### PROBLEM TO SOLVE
From the text about the spiral galaxy image analysis project, transcribe word for word the stretch from "(B) Go get the" through "did you choose?".

### TEXT EXCERPT
Project: Image analysis of spiral galaxies: YouTube Video

2) If you want to work in the Galaxy Image Analysis project, then you should start by playing around with any galaxy images you find on the web and putting them into the SpArcFiRe webpage. Once you get the hang of it, you have two choices:

(A) find an image of NGC5054, or take the one from my paper with Darren Davis (cited on the above web page), and try to find a set of SpArcFiRe options on the website that can find the "dim" arm on the right hand side of the image of that galaxy in the above paper.

(B) Go get the following file: here Each row is some data about a galaxy, and the columns have names in the top row. You don't need to know what all of the columns mean, but pay attention to these ones: P_CS: the probability that this galaxy is a spiral. numDcoArcsGEXXX for various values of XXX: the number of discovered arms in that galaxy that are longer than XXX. Your task is to plot a histogram of the number of spiral galaxies with N or more arms of length XXX, for each of the XXX values in the file. It would be best to plot all the histograms on one figure to be easily able to compare them to each other. What value of P_CS did you choose?

### STORED DATA

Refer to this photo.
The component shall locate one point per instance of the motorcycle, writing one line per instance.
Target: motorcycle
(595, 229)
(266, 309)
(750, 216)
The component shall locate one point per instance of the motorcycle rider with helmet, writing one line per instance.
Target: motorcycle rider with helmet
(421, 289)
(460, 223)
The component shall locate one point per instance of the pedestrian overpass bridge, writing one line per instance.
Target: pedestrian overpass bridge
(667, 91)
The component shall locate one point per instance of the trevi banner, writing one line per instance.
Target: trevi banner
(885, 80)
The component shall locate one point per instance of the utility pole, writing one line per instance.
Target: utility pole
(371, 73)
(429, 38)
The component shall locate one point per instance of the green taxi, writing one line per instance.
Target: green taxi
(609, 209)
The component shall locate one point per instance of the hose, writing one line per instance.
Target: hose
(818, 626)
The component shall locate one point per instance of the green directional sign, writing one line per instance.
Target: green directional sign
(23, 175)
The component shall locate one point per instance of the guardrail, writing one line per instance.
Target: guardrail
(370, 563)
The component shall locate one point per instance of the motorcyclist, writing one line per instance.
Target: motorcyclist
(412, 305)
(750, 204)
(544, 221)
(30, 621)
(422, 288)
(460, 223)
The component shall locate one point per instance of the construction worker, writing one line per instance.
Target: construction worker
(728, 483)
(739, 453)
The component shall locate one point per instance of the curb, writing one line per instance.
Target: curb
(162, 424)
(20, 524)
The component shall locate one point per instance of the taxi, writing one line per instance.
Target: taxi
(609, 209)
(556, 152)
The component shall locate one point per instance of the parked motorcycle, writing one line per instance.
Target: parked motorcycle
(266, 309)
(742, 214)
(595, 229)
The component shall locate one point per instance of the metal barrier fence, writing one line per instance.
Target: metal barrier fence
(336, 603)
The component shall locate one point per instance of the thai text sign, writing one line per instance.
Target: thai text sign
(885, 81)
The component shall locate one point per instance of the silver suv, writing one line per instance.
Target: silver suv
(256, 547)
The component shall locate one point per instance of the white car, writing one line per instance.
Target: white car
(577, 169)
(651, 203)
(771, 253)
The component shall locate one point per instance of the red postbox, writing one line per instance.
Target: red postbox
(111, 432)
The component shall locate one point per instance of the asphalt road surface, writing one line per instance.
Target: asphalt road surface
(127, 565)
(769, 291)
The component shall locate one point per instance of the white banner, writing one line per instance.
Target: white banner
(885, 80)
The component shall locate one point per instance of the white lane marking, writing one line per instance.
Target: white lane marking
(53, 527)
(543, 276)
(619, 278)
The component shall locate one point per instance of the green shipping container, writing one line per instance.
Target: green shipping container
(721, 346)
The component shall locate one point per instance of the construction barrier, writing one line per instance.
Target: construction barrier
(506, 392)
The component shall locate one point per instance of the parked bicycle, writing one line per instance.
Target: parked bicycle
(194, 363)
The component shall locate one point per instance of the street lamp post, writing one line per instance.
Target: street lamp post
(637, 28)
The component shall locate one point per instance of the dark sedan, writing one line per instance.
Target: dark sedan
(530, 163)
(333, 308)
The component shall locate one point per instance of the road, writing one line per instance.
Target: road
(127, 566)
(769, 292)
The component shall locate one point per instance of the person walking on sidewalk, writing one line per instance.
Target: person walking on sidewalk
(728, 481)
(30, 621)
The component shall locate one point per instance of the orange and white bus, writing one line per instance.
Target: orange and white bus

### ANSWER TO THE EXERCISE
(B) Go get the following file: here Each row is some data about a galaxy, and the columns have names in the top row. You don't need to know what all of the columns mean, but pay attention to these ones: P_CS: the probability that this galaxy is a spiral. numDcoArcsGEXXX for various values of XXX: the number of discovered arms in that galaxy that are longer than XXX. Your task is to plot a histogram of the number of spiral galaxies with N or more arms of length XXX, for each of the XXX values in the file. It would be best to plot all the histograms on one figure to be easily able to compare them to each other. What value of P_CS did you choose?